*** TRECHO DO DOCUMENTO ***
Direitos indígenas garantidos com a derrubada do Marco Temporal no STF
Os ministros formaram maioria nos votos contrários à tese, povos indígenas do país todo comemoram o resultado do julgamento

Na tarde desta quinta-feira, 21, o Supremo Tribunal Federal (STF) reconheceu a inconstitucionalidade do marco temporal. Os ministros formaram maioria dos votos para derrubada da tese, que propunha a data de promulgação da Constituição da República como data limite de ocupação dos territórios pelos povos indígenas para novas demarcações.
Entre os 11 ministros da corte, 9 deles foram contrários à tese do marco temporal. Organizações indígenas do país comemoraram inteiramente o resultado.
Foram contrários ao marco temporal o ministro Luiz Edson Fachin, que é relator do caso, e os ministros Alexandre de Moraes, Luís Roberto Barroso, Cristiano Zanin, Dias Toffoli, Luiz Fux, Gilmar Mendes, Cármen Lúcia e a presidente da Corte, Rosa Weber. Votaram a favor dos ministros Nunes Marques, André Mendonça.
“É mais uma vitória que acontece hoje, mas ainda estamos preocupados com as indenizações que são um obstáculo para nós, povos indígenas. Como vão ser pagas essas indenizações? Vão violar novamente algo dentro dessas prescrições feitas pelos ministros?”, questionou Telma Taurepang. Telma, que é que é coordenadora geral da União das Mulheres Indígenas da Amazônia Brasileira (UMIAB) e membra da Assembleia e conselheira consultiva da ACT-Brasil, se refere às indenizações pelo valor de terra nua às propriedades que se sobrepõem às Terras Indígenas.
*** REGISTROS ARMAZENADOS ***
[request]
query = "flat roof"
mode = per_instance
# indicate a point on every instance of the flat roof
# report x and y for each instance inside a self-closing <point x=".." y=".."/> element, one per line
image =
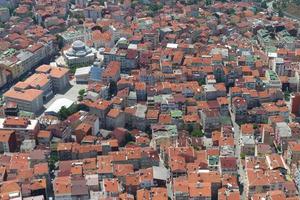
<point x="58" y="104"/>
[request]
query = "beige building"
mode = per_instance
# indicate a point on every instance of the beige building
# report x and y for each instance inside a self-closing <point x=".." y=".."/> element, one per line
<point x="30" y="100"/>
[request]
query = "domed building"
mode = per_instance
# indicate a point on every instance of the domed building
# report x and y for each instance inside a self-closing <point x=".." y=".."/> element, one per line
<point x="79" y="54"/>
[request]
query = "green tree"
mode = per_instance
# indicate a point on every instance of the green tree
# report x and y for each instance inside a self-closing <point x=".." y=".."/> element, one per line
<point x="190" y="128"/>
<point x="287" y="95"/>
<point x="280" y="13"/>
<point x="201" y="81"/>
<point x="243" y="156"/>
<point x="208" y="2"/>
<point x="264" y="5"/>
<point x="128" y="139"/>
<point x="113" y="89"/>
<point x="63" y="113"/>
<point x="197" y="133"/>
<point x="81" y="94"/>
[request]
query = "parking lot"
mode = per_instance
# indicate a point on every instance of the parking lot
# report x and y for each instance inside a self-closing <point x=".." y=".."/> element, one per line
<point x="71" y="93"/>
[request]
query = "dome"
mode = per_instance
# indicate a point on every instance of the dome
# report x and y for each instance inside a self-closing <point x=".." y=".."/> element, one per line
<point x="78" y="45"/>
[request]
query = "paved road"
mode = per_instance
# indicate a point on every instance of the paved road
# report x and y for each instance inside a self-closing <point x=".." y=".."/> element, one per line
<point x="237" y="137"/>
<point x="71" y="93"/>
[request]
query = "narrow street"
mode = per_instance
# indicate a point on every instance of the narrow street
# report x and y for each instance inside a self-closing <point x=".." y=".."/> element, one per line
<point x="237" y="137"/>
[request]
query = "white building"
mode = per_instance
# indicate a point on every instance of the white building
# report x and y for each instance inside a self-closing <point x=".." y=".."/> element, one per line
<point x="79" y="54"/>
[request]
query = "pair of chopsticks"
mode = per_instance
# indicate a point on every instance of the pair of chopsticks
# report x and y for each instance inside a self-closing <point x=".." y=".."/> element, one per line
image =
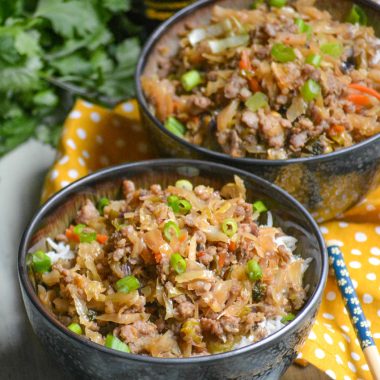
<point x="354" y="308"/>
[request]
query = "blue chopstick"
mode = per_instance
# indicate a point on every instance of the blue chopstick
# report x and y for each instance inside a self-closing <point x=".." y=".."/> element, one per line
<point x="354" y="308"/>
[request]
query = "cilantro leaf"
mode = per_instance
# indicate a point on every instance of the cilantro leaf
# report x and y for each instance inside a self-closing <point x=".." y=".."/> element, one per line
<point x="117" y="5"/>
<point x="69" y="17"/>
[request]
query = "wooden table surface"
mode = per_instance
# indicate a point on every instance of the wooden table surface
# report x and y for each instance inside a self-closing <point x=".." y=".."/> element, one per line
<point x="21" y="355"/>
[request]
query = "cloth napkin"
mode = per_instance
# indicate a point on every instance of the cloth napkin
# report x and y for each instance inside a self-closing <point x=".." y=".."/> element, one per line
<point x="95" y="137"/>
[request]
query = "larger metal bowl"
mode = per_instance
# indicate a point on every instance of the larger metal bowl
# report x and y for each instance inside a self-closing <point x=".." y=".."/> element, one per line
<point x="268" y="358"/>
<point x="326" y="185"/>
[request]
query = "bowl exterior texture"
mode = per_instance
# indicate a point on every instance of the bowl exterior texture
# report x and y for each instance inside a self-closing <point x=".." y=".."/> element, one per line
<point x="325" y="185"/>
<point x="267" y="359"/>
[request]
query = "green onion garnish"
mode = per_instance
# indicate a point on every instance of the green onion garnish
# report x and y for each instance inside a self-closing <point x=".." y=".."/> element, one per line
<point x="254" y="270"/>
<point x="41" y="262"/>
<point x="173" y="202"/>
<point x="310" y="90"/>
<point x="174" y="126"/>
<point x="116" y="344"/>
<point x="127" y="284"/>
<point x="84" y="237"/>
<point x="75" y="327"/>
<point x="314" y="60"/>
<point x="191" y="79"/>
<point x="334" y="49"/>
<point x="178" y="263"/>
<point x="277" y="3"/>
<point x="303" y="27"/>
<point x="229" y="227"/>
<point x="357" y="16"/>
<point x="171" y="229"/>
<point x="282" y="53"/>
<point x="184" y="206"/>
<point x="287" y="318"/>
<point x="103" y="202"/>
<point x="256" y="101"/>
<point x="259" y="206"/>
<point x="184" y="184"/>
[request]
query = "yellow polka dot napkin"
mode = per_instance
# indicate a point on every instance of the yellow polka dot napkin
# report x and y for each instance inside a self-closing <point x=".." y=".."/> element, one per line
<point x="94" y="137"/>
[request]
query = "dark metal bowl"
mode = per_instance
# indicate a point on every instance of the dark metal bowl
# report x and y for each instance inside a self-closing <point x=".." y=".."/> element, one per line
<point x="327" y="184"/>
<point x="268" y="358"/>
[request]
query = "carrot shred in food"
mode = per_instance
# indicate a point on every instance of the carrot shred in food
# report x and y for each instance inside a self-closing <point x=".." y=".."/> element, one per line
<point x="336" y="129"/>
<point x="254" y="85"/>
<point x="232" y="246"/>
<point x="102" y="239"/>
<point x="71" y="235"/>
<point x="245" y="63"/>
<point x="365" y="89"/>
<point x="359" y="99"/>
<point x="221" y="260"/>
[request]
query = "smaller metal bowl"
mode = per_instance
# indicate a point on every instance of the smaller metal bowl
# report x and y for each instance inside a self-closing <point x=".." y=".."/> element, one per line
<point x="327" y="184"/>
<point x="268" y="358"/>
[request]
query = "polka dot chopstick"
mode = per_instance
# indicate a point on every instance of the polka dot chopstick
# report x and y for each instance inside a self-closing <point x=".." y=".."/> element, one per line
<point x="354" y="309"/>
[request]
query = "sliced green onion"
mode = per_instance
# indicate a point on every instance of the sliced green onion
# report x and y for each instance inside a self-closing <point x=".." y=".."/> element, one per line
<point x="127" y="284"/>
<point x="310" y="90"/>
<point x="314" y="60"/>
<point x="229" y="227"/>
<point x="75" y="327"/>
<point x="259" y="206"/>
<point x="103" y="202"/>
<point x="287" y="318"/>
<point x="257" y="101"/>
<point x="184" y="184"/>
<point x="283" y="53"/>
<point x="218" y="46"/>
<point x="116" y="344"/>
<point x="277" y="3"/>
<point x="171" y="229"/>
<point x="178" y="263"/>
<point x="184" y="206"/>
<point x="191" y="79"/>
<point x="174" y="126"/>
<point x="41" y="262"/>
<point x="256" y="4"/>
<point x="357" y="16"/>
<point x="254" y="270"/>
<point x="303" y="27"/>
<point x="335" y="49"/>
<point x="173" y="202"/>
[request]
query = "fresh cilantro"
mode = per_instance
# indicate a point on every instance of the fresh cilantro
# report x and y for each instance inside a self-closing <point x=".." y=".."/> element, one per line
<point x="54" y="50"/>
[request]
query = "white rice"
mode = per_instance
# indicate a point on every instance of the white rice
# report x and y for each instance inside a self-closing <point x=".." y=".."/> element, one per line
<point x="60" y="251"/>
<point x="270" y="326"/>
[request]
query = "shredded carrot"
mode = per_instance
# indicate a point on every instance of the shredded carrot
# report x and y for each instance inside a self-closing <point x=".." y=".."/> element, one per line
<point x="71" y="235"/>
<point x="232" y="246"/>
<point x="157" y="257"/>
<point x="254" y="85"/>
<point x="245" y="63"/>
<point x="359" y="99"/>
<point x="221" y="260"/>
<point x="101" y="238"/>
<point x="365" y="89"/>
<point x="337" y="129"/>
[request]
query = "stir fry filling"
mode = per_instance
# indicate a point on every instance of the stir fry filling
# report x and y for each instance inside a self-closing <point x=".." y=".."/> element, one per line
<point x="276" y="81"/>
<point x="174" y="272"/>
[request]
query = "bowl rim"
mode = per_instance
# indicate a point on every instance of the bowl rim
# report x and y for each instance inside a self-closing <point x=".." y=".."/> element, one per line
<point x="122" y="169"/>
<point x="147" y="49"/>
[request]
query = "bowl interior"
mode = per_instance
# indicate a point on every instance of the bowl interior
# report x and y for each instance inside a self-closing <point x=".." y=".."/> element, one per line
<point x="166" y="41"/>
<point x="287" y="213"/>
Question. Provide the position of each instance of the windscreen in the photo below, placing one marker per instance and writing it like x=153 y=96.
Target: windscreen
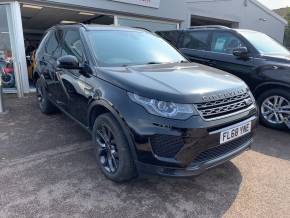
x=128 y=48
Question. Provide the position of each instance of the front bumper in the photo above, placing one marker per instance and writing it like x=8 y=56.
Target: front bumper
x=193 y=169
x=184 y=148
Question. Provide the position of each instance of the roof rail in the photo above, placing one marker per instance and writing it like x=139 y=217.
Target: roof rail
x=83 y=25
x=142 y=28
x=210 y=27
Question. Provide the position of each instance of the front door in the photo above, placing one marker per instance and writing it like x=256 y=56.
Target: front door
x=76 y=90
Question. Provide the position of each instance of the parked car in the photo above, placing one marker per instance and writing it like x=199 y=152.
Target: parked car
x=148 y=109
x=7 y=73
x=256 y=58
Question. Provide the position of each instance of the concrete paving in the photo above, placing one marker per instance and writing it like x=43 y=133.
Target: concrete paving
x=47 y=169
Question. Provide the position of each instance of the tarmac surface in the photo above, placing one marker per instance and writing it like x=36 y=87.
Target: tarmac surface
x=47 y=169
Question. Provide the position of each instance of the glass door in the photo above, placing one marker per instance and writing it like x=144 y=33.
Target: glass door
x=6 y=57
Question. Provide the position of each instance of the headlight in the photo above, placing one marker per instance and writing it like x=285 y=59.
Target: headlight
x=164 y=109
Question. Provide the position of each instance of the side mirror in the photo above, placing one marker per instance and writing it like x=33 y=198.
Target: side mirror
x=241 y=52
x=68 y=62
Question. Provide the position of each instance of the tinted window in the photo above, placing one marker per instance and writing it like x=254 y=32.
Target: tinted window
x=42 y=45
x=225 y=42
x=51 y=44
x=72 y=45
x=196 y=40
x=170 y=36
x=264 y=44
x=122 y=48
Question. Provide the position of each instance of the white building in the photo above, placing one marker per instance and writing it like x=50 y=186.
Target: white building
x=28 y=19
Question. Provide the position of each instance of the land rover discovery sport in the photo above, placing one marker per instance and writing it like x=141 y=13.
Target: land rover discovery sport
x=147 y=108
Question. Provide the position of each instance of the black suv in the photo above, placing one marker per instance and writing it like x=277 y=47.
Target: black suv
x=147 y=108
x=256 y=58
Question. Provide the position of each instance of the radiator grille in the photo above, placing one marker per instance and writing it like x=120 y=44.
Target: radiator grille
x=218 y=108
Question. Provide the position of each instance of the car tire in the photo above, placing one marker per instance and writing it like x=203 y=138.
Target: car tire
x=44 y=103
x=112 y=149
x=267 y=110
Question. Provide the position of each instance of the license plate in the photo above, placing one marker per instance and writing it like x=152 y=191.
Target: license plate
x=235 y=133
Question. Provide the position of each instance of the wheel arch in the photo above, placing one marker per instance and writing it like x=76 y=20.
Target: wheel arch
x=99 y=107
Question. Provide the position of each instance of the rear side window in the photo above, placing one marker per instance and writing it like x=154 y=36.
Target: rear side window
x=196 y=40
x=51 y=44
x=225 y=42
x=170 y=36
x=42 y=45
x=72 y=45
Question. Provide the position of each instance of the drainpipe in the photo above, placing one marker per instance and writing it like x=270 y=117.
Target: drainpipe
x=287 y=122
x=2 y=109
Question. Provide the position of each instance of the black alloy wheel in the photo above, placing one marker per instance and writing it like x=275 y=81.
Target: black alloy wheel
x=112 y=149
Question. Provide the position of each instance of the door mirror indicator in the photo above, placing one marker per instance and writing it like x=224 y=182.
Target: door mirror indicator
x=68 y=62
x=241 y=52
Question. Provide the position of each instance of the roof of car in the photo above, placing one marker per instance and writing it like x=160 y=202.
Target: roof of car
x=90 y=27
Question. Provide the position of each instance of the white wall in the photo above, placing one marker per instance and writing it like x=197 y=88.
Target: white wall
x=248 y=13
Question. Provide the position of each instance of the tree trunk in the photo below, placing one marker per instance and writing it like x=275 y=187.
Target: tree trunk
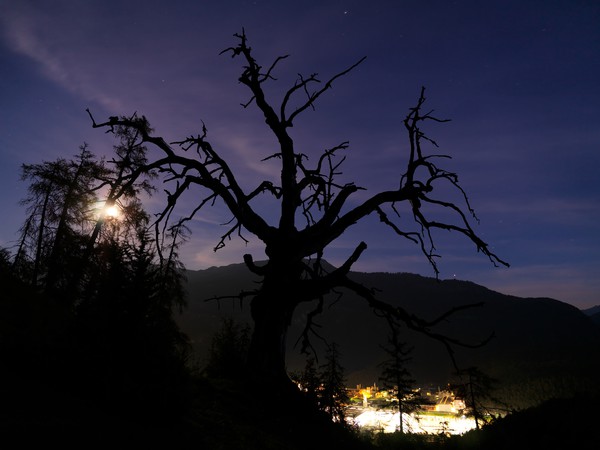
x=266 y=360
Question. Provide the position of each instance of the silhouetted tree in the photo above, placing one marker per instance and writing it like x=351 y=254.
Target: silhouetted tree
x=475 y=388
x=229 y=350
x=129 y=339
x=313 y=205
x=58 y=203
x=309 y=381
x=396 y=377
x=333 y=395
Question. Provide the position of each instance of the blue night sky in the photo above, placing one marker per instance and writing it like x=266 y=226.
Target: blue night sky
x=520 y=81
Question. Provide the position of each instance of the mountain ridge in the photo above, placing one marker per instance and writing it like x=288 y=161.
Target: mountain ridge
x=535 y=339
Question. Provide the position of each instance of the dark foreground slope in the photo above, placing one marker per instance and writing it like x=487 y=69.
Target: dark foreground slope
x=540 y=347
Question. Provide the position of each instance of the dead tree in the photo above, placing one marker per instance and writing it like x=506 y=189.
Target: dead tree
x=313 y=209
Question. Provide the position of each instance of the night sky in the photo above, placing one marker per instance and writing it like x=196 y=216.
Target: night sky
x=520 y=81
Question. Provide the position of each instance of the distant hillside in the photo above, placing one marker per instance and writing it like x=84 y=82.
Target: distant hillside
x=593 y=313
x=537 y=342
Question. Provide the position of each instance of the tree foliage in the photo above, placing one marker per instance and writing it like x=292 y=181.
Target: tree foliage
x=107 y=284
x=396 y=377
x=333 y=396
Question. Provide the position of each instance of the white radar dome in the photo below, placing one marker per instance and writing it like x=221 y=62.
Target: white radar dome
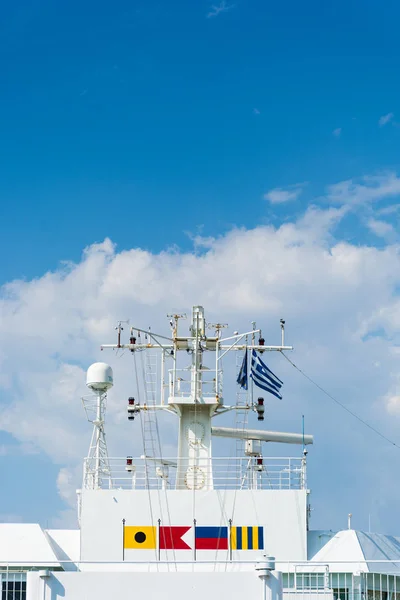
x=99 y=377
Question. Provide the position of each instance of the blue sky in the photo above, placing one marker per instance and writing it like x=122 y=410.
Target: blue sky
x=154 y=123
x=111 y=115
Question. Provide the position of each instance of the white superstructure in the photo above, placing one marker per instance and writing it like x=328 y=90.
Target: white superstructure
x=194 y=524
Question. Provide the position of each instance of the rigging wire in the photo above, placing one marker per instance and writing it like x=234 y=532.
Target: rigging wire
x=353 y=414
***
--- TAREFAS A CUMPRIR ---
(1) De acordo com o texto sobre o marco temporal, quantos dos 11 ministros do STF votaram contra a tese?
(2) Transcreva o trecho do texto sobre o marco temporal que começa em "Na tarde desta" e segue até "inteiramente o resultado.".
(3) Retome o texto sobre a derrubada do marco temporal no STF a partir do ponto em que ele termina.

--- RESPOSTAS POR TAREFA ---
(1) Nove dos 11 ministros votaram contra a tese do marco temporal.

(2)
Na tarde desta quinta-feira, 21, o Supremo Tribunal Federal (STF) reconheceu a inconstitucionalidade do marco temporal. Os ministros formaram maioria dos votos para derrubada da tese, que propunha a data de promulgação da Constituição da República como data limite de ocupação dos territórios pelos povos indígenas para novas demarcações.
Entre os 11 ministros da corte, 9 deles foram contrários à tese do marco temporal. Organizações indígenas do país comemoraram inteiramente o resultado.

(3)
Telma explica que a territorialidade dos povos indígenas está vinculada a um espaço que oferece as condições sociais e naturais para a sobrevivência coletiva e para a reprodução social de cada grupo. Este espaço permite que os indígenas mantenham suas tradições e costumes culturais, seus modos próprios de governança e jurisdição, seus rituais sagrados e outras atividades diretamente ligadas às suas identidades.
“Para nós, mulheres indígenas, sem o nosso território não tem vida. Sem os nossos territórios, não conseguimos viver. Por isso, é uma grande vitória para as mulheres do bioma Mata Atlântica. Elas venceram junto com todos os povos indígenas do Brasil, conseguimos vencer o marco temporal”, comemorou Telma.
O território também é um direito originário desses povos, defendido pela Constituição Federal e pela Convenção 169 da Organização Internacional do Trabalho (OIT), a qual o Brasil é signatário.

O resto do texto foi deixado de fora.